From first line to last, give the records again word for word and omit the pictures.

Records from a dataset

○ ○ ○ ○

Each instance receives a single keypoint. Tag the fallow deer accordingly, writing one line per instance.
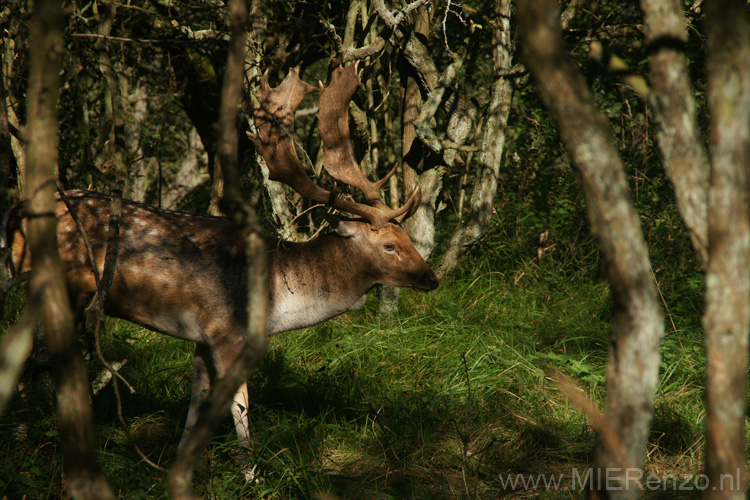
(184, 275)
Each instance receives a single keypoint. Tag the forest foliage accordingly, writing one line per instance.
(524, 294)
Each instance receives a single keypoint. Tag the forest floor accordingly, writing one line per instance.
(452, 398)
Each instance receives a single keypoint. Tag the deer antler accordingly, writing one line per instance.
(275, 121)
(338, 152)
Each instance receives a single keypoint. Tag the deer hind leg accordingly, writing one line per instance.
(207, 364)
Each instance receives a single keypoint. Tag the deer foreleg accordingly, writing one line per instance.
(203, 375)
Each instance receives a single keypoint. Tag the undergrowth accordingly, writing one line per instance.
(446, 400)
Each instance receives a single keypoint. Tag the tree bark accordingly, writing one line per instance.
(83, 476)
(727, 317)
(180, 475)
(678, 134)
(492, 146)
(633, 366)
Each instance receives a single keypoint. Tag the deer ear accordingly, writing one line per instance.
(342, 227)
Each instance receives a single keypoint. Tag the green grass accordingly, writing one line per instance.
(435, 403)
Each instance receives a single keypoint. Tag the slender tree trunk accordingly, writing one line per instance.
(112, 136)
(633, 366)
(181, 473)
(727, 317)
(492, 146)
(6, 151)
(678, 135)
(83, 476)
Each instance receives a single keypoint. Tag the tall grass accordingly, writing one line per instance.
(441, 401)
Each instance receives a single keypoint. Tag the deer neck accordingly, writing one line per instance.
(314, 281)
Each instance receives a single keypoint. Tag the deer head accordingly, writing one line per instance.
(378, 236)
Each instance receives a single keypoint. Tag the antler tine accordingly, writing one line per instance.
(275, 122)
(274, 119)
(338, 152)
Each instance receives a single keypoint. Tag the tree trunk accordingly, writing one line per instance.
(727, 317)
(83, 476)
(678, 135)
(637, 328)
(180, 475)
(493, 143)
(112, 136)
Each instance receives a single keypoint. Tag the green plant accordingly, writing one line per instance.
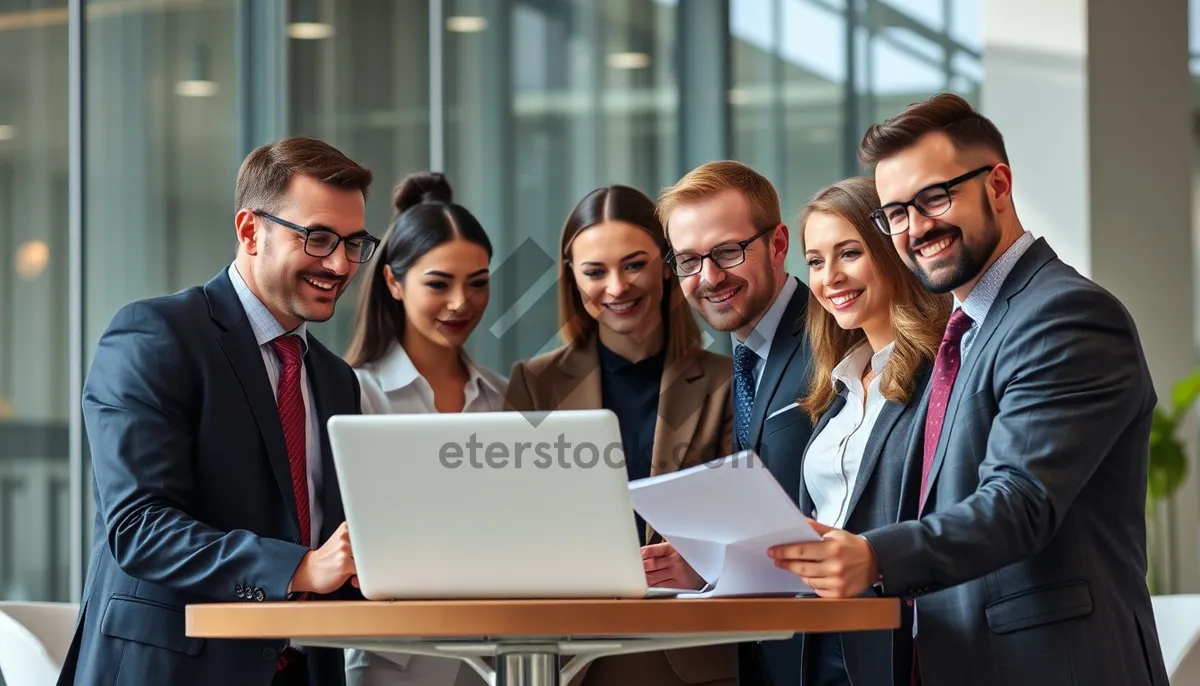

○ ○ ○ ○

Answer for this exercise.
Each instance receives a single keypoint. Tag the fallow deer accordingly, writing one line per instance.
(184, 275)
Each instance receives a single keypoint. Tag the forest foliage accordingly, writing one line per instance.
(524, 294)
Each instance receives a single keypoint. Tag the forest floor accordingly, writing one line per instance.
(452, 398)
Each instance receives a single keypoint. Tag the deer antler accordingly, writing one line per instance.
(275, 121)
(338, 152)
Each instance receives a single keypoint. Tag the deer hind leg accordingly, writing one line per instance.
(207, 364)
Each instance receives a single keypoint. Tag the deer foreleg accordingly, writing one line per instance.
(203, 375)
Each instance receives a single keypoint. Tag the undergrowth accordingly, writing one line per instance.
(446, 400)
Each instance receives a single keypoint. Tag the tree bark accordingly, writing one line per instance.
(83, 476)
(727, 317)
(180, 475)
(678, 134)
(492, 146)
(633, 366)
Each instance receives a single keypoint. Tag the deer ear accordingly, writing one line per instance.
(342, 227)
Each instance receives a single keypoint. Tag the green grass accordingly, writing one line per instance.
(435, 403)
Each instance receives a single keypoint. Tag the slender tree trunk accordingly, writing one line per instance.
(112, 136)
(633, 366)
(181, 473)
(727, 317)
(492, 146)
(6, 151)
(678, 135)
(83, 476)
Each instance receives a single keypoint. Tag the tall grass accordingly, writing one line per instance.
(441, 401)
Each instance receives a single keypoint. Tag the deer neck accordingly, writing one line per instance.
(314, 281)
Each instance receives a single keypoint. Tag the deer head accordingly, writing one line per instance.
(378, 236)
Each instance receives a single keypoint. Tag the antler tine accordingly, writing one line per instance.
(275, 122)
(274, 119)
(338, 152)
Each instance receives a single keypoint. Tag the tree trunk accordingly, writing one line per instance.
(727, 317)
(83, 476)
(678, 135)
(637, 328)
(180, 475)
(493, 143)
(112, 136)
Each instance receives a single keypoint. Tag the green plant accordingly, writing one line per instance.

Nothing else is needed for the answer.